Wanderley Codo
Bolsonaro já foi classificado como louco, perverso, ignorante, racista, homofóbico, mentiroso, autoritário, nepotista, perseguidor, mal-educado e despreparado. Tudo isso é verdade. Vejamos cada classificação.
Louco: Divulga pornografia (golden shower) para demonizar o carnaval.
Perverso: Elege Brilhante Ustra o mais conhecido torturador da ditadura e o único a ser responsabilizado legalmente por isso como herói nacional.
Ignorante: Não sabe nada do desmatamento e ainda contesta metodologias, consagradas internacionalmente, como a do IBGE e do INPE, punindo quem conhece.
Racista: Trata quilombolas como se fossem animais.
Homofóbico: “Venham ao Brasil para fazer sexo com mulheres, mas não para um paraíso gay”.
Mentiroso: “No Brasil não há fome e nem desmatamento”. Despreparado: Se comporta como um garoto em uma pelada de rua, sem a mínima ideia da liturgia do cargo.
Falso: Afirma que o pai do presidente da OAB, foi justiçado, quando a própria ditadura admitiu o assassinato.
Autoritário: Persegue jornalistas que o criticam e quando pode os manda demitir.
Nepotista: Indica um filho para ser embaixador nos Estados Unidos por ter fritado hambúrgueres por seis meses no Maine.
Perseguidor: Considera todos os adversários como inimigos e até a Folha de S. Paulo recebe a ‘pecha’ de comunista.
Mal-educado: Xinga e agride os jornalistas que fazem perguntas incômodas.

LISTAGEM DE ENTRADA:
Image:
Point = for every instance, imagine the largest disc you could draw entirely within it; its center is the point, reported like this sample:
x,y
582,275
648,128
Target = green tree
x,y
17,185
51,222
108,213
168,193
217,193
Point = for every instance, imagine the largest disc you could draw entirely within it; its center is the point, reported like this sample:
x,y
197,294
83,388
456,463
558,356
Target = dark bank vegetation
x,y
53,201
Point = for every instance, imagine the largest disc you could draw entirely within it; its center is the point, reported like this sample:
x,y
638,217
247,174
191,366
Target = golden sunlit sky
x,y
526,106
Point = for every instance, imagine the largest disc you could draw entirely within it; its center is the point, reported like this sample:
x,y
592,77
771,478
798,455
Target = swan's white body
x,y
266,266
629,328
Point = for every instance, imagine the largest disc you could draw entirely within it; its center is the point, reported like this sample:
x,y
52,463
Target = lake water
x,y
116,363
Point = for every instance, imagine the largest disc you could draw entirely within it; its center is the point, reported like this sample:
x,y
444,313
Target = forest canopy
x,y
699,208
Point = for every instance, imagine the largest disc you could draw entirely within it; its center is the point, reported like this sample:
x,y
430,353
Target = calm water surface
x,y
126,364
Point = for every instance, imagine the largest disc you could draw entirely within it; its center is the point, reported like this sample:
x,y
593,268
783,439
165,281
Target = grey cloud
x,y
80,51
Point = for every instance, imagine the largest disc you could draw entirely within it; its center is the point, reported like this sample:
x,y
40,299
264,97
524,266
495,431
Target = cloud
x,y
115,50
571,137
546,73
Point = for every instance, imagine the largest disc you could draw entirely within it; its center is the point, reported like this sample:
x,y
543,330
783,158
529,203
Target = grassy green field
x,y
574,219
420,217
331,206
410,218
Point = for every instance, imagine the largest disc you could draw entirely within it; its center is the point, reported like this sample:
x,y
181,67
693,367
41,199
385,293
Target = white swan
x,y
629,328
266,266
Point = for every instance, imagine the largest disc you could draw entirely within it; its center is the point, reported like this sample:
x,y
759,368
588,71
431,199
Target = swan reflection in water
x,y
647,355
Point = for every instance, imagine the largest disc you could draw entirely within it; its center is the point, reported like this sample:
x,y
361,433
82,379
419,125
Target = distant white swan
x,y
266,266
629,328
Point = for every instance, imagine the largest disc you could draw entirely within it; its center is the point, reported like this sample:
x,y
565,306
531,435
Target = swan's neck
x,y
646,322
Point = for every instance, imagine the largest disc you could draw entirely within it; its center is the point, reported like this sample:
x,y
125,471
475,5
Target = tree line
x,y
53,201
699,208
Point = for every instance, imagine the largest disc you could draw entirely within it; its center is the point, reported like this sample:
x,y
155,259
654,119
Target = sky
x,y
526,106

TAREFA SOLICITADA 1: Resuma em duas frases o texto sobre Bolsonaro.
TAREFA SOLICITADA 2: Separe da listagem e transcreva todas as linhas em que aparece a palavra "white".

RESPOSTA DA TAREFA 1: O texto afirma que Bolsonaro já foi classificado como louco, perverso, ignorante, racista, homofóbico, mentiroso, autoritário, nepotista, perseguidor, mal-educado e despreparado, e que tudo isso é verdade. Para cada classificação, apresenta um exemplo, como eleger Brilhante Ustra herói nacional, perseguir jornalistas que o criticam e indicar um filho para ser embaixador nos Estados Unidos.

RESPOSTA DA TAREFA 2:
Target = swan's white body
Target = white swan
Target = distant white swan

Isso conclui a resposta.